Work request :: Please copy out the entries below exactly, beginning with the line that contains "TARGET = dark restaurant background" and ending with the line that contains "Task: locate the woman's eyebrow, dropping", and include nothing outside that span.

Task inputs ::
────────────────
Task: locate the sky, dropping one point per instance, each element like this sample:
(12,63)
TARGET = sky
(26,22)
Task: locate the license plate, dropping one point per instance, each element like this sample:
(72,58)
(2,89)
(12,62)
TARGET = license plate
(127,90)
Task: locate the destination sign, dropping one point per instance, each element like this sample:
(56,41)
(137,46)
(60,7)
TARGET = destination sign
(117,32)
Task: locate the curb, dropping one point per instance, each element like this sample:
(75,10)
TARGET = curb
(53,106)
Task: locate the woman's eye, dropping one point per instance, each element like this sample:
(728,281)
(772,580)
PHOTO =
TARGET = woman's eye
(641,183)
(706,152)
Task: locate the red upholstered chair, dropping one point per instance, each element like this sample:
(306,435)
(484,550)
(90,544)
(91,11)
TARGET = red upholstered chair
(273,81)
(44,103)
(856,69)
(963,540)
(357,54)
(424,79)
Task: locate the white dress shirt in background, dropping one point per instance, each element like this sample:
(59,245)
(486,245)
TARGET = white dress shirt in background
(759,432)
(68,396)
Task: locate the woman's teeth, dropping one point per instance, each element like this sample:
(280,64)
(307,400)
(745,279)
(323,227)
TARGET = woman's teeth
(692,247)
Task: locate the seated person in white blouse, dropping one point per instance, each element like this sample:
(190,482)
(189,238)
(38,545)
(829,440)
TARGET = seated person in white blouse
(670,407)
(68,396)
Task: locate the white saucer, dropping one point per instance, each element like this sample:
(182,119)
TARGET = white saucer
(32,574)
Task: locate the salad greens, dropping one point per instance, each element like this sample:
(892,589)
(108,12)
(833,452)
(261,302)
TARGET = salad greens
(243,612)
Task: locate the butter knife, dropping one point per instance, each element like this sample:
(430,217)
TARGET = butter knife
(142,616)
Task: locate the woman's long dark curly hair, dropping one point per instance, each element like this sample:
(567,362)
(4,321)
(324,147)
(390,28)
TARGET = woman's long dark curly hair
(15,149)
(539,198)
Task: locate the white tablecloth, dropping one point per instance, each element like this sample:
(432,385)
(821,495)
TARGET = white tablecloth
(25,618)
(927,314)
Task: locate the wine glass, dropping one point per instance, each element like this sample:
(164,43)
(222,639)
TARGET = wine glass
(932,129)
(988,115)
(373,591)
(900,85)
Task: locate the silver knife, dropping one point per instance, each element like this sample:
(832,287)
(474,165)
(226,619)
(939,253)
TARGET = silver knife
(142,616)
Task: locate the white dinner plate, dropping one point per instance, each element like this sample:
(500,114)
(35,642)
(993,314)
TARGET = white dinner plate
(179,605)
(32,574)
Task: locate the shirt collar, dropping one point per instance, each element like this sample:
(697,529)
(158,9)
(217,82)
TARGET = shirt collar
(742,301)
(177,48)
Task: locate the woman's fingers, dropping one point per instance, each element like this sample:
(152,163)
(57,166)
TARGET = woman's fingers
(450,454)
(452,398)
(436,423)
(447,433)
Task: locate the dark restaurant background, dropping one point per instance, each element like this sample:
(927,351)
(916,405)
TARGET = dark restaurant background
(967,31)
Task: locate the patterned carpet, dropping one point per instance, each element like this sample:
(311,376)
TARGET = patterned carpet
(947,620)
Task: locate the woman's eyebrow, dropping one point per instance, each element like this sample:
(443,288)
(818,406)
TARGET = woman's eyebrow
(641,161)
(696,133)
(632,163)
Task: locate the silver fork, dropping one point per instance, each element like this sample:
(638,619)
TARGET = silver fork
────────────────
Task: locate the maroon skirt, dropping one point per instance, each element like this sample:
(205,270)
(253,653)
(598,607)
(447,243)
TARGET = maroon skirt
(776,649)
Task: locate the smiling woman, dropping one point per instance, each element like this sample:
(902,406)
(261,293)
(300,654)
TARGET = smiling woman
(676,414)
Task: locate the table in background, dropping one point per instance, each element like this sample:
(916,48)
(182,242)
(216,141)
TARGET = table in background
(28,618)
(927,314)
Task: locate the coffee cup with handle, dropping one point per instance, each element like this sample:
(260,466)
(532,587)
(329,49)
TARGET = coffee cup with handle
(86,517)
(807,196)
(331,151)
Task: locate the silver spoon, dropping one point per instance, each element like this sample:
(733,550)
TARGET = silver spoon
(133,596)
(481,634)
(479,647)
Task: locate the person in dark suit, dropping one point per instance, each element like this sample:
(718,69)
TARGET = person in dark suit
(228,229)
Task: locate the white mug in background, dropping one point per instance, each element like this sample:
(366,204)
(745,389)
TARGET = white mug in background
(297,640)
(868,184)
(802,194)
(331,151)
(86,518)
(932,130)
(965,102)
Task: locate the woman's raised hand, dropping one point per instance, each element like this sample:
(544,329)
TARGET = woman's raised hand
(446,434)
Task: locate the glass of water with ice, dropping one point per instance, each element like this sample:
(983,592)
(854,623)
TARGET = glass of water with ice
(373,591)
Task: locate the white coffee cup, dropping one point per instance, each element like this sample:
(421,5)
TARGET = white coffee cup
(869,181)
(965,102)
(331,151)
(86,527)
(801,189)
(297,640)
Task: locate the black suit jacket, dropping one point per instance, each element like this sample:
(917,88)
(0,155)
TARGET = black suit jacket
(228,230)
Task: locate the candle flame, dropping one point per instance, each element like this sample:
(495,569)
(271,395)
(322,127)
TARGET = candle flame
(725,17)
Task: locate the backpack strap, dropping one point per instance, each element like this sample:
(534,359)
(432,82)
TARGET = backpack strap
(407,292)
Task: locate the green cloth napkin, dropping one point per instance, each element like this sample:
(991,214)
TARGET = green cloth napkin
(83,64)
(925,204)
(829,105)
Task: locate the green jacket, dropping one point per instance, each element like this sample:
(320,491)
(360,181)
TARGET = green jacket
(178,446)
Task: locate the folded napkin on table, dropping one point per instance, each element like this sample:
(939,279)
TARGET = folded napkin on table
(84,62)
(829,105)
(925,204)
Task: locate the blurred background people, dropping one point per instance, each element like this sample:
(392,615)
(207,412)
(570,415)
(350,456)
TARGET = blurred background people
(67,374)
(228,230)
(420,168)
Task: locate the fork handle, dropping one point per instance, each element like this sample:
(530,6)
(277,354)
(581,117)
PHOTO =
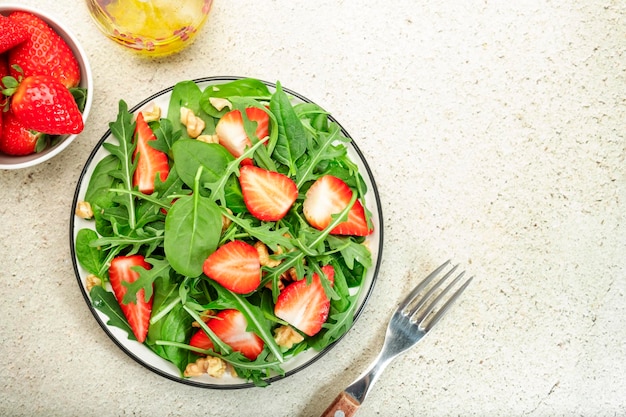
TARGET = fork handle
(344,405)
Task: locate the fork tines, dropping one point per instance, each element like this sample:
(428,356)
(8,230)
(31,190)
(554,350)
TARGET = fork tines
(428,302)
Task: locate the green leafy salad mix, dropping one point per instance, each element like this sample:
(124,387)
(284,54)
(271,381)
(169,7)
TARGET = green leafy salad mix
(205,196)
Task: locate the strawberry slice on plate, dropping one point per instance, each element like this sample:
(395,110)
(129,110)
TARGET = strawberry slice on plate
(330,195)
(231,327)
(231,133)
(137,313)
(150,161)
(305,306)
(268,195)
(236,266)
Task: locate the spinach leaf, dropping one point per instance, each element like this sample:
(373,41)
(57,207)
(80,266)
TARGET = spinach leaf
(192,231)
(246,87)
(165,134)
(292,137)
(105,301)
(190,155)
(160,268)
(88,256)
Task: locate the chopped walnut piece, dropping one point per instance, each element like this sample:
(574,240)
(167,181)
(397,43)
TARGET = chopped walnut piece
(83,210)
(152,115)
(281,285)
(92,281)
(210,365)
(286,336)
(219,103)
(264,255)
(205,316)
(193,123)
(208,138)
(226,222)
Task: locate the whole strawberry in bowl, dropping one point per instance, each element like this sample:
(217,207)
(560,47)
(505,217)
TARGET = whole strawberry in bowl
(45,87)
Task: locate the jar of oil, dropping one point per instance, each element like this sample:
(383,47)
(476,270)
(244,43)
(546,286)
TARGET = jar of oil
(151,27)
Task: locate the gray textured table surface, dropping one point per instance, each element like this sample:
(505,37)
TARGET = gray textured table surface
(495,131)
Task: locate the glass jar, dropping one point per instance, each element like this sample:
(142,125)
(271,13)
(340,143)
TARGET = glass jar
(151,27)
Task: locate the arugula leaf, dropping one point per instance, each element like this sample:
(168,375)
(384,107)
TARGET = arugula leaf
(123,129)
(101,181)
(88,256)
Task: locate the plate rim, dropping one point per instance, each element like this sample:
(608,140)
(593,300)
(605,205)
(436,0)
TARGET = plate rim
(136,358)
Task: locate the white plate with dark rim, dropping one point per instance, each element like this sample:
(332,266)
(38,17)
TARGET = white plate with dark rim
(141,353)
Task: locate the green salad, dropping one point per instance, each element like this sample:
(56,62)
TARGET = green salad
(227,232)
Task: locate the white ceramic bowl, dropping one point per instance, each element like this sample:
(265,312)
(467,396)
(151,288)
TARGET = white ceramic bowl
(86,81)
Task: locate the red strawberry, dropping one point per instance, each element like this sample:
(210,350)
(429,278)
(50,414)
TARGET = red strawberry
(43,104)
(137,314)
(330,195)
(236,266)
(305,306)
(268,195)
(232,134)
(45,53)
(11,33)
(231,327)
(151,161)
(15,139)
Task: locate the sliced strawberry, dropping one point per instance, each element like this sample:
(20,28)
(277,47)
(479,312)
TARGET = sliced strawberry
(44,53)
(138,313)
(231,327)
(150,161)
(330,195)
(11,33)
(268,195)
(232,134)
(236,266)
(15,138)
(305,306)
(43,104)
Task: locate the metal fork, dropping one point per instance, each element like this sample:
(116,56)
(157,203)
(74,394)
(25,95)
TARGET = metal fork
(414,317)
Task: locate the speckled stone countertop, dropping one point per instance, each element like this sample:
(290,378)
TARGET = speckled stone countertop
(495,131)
────────────────
Task result ::
TARGET = dark restaurant background
(967,31)
Task: locate the patterned carpet, dropping one point per instance, each element like this sample:
(311,376)
TARGET = patterned carpet
(947,620)
Task: locate the woman's eyebrow, dropping one point per instance, each element like this sample:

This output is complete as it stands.